### Material provided
- - -

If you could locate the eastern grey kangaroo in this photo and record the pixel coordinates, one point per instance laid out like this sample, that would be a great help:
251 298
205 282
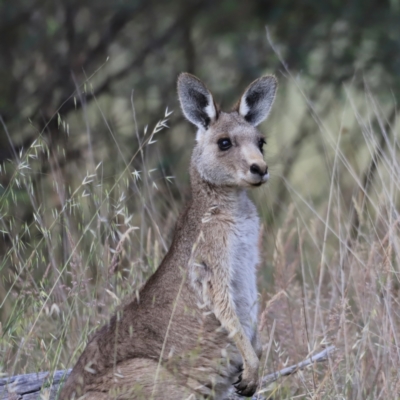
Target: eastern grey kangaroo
193 332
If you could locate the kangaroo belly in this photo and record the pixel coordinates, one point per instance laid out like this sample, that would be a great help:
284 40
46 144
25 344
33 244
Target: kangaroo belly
244 262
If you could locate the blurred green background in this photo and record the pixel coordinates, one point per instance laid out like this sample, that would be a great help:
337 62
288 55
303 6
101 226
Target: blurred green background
81 80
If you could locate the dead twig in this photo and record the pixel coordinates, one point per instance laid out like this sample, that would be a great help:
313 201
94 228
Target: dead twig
319 357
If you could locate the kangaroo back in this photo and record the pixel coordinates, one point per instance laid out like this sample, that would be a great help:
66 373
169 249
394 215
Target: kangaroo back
192 332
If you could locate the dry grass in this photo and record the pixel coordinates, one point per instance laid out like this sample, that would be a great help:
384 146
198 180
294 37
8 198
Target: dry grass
97 227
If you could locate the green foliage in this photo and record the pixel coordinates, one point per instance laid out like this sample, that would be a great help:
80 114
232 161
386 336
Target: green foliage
89 194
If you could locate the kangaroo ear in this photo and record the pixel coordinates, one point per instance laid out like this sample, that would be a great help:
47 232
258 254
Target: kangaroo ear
256 102
196 101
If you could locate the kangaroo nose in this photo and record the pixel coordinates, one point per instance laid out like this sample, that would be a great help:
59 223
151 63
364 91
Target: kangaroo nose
256 169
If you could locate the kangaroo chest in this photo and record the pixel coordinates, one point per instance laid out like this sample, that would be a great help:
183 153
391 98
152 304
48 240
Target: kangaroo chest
244 257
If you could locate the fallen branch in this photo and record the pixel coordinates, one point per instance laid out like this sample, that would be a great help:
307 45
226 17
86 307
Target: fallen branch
319 357
36 386
44 386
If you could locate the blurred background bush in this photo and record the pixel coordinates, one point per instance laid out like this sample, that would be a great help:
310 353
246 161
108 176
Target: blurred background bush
88 199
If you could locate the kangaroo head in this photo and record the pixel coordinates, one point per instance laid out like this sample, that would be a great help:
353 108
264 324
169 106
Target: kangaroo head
229 149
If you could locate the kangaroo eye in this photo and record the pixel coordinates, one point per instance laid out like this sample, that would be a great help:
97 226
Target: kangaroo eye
224 144
261 143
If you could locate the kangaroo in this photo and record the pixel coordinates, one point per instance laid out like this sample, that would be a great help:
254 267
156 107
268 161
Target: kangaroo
192 333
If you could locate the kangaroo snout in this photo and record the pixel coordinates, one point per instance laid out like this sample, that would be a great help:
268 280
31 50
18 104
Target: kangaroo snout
259 169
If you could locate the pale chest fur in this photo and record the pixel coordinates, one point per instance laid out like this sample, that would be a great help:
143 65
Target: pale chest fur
244 258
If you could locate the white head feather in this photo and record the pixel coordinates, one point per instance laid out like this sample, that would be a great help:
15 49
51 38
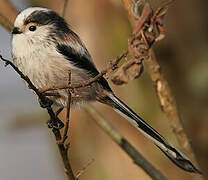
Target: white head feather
19 22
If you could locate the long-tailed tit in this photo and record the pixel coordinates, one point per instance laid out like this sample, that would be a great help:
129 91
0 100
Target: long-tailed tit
45 49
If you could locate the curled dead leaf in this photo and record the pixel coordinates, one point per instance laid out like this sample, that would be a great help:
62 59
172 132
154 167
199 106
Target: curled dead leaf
128 72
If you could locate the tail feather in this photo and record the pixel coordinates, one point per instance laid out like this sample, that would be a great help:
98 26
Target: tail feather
171 152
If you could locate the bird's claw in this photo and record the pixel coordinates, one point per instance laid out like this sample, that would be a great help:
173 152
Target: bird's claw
57 124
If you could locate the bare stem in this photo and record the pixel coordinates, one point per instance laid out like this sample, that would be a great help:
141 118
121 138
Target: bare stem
163 91
137 158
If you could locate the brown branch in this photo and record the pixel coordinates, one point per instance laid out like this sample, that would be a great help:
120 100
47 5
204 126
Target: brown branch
163 90
55 121
65 135
111 67
64 7
137 158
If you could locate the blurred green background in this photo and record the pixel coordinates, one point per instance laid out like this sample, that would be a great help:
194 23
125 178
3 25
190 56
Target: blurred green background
104 28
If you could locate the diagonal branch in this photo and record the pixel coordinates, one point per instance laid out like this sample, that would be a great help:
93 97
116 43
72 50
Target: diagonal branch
44 100
163 90
124 144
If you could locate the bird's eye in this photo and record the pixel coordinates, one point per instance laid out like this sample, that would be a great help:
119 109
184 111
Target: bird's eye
32 28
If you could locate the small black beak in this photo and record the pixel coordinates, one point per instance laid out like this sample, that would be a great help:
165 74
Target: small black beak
16 31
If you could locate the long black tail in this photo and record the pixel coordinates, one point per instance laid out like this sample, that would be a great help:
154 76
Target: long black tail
171 152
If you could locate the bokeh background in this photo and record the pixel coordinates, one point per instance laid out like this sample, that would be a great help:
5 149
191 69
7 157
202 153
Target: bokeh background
27 148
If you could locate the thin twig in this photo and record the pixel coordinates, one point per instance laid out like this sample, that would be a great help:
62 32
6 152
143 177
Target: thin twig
124 144
163 91
65 136
62 149
111 67
83 170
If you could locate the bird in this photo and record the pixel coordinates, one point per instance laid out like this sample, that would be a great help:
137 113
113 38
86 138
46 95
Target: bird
46 49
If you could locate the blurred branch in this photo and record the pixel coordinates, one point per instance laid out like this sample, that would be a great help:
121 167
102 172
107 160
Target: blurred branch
163 91
124 144
63 149
53 119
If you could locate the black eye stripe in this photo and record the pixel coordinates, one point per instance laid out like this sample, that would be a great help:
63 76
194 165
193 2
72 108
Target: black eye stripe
32 28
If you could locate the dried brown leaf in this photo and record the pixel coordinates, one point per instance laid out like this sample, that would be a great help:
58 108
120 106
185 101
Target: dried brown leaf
127 72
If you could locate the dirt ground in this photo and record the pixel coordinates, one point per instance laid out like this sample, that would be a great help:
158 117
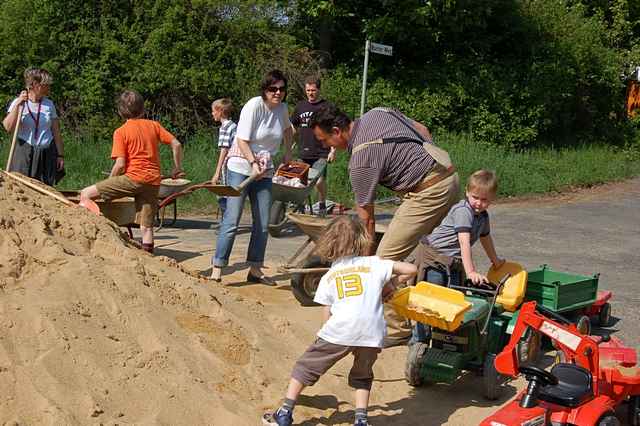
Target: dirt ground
94 331
585 231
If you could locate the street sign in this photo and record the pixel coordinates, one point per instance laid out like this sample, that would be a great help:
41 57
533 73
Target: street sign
381 49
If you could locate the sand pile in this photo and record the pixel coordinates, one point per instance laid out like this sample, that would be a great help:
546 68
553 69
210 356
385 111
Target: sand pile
95 331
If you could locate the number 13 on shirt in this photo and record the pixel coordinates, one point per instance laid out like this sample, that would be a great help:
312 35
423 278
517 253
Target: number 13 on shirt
349 285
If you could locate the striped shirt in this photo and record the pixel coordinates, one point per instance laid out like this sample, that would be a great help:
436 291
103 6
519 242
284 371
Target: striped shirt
398 164
226 134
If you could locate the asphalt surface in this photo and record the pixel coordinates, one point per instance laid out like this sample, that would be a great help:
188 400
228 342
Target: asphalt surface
586 232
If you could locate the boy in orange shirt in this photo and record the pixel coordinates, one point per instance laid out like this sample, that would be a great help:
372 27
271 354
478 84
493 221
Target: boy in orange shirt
136 171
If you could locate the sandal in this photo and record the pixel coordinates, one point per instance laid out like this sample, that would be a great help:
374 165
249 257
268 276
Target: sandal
261 280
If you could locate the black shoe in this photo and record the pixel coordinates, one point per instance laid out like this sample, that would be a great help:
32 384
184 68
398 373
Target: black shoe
390 342
261 280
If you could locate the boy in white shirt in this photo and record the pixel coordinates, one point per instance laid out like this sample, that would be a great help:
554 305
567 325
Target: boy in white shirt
352 293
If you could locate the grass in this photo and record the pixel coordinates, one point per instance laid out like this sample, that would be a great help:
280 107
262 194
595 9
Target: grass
528 172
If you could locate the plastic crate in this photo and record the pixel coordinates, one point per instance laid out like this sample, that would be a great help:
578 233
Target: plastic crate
431 304
561 291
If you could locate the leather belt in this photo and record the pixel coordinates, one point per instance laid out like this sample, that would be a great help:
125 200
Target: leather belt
431 181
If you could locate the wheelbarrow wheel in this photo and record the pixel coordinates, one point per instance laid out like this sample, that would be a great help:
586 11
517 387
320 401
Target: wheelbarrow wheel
277 219
604 316
491 378
304 285
413 365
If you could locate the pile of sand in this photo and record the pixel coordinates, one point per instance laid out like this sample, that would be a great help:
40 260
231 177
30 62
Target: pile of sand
95 331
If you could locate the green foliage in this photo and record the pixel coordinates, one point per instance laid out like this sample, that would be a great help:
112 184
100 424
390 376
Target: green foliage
179 55
514 73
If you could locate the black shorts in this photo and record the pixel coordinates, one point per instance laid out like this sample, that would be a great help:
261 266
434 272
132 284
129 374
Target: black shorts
312 161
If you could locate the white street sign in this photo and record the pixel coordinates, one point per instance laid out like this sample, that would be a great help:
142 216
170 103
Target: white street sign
381 49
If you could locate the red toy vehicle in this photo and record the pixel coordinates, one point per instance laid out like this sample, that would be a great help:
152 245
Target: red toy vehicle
599 374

- - -

### Task instructions
An exact copy of the lines from the one containing "Target: white street sign" through the last line of the material, both included, is to be printed, and nothing else.

### Reply to the exercise
Target: white street sign
381 49
If you could locate the red toy vehicle in this photo and record the pixel coordinates, one point per instance laid out like this sample, that would be a great help:
152 245
Target: red toy vehicle
599 374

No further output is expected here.